• **Extrait à lire**:
■ ■ ■ ■ ■ ■ ■

Les traditions de la Légion étrangère

Malgré l’évolution de son recrutement, qui fait que successivement tel ou tel pays a pu l’emporter par le nombre de ses ressortissants, la Légion présente quelques caractéristiques originales et typiquement françaises qui lui donnent une physionomie particulière.

• Elle est tout d’abord une troupe de métier où tous les hommes sont volontaires, ce qui donne des unités très différentes de celles qui sont issues de la conscription.

• Bien qu’ouvert, en principe, à tout individu de quelque pays qu’il soit, le recrutement est, dans la pratique, essentiellement européen, avec prédominance de l’Europe centrale (Allemands, Tchèques, Hongrois...) ou occidentale (Français, Espagnols, Italiens...), ce qui crée quand même une certaine homogénéité.

• Au moment de son engagement, le légionnaire donne le nom et l’adresse qu’il veut, mais on ne lui demande aucune justification. En contrepartie, on considère que ses déclarations sont sans valeur légale ; aussi, pour retrouver une identité officielle, le légionnaire doit-il faire « rectifier son état civil » par un acte notarié. Une des conséquences de cette situation est que quiconque tient à jeter un voile sur son passé peut le faire tant qu’il est à la Légion : il s’y trouve comme un inconnu.

• Séparé de sa famille, souvent sans contact avec sa patrie, ignorant les permissions, le légionnaire cherche à trouver dans son corps une nouvelle famille. Il aime à avoir un foyer ou un mess où il se sente chez lui, à organiser des fêtes comme Noël, les Rois et surtout Camerone le 30 avril. Ainsi, il fait sienne la devise « Legio Patria Nostra ».

■ ■ ■ ■ ■ ■ ■

• **Données fournies**:
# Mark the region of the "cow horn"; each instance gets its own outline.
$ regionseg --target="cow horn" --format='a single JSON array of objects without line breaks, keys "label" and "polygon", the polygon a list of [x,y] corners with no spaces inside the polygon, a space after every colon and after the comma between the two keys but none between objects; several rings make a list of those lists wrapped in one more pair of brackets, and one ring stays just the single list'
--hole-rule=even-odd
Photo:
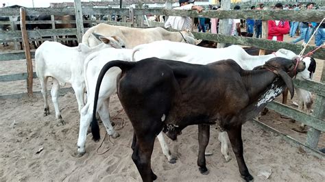
[{"label": "cow horn", "polygon": [[293,88],[293,81],[292,81],[291,77],[289,76],[289,75],[280,69],[276,69],[278,74],[281,77],[282,79],[285,81],[287,87],[289,88],[289,91],[290,92],[290,95],[291,96],[291,99],[293,97],[295,94],[295,90]]}]

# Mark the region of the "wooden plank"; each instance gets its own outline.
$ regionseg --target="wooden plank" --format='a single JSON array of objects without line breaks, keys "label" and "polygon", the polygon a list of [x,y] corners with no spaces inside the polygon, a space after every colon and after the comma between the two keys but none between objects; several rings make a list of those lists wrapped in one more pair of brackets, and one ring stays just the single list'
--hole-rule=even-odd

■ ■ ■ ■ ■ ■ ■

• **Travail à faire**:
(1) Dans l'extrait sur la Légion étrangère, reformulez sous forme de liste concise le paragraphe qui commence par « Au moment de son engagement », en gardant ses faits principaux.
(2) Répondez brièvement aux questions suivantes d'après l'extrait sur la Légion étrangère :
(a) À quelle date est célébrée Camerone ?
(b) Par quel type d'acte le légionnaire fait-il rectifier son état civil ?
(c) De quelles régions d'Europe le recrutement provient-il principalement ?
(3) Traduisez en anglais la phrase suivante de l'extrait sur la Légion étrangère : « Elle est tout d’abord une troupe de métier où tous les hommes sont volontaires, ce qui donne des unités très différentes de celles qui sont issues de la conscription. »

• **Corrigé**:
(1)
- À l'engagement, le légionnaire déclare le nom et l'adresse de son choix, sans justification exigée.
- Ces déclarations n'ont aucune valeur légale.
- Pour retrouver une identité officielle, il doit faire rectifier son état civil par un acte notarié.
- Conséquence : tant qu'il est à la Légion, il peut jeter un voile sur son passé et y demeurer un inconnu.

(2)
(a) Le 30 avril.
(b) Par un acte notarié.
(c) De l'Europe centrale et de l'Europe occidentale.

(3) First of all, it is a professional force in which all the men are volunteers, which produces units very different from those drawn from conscription.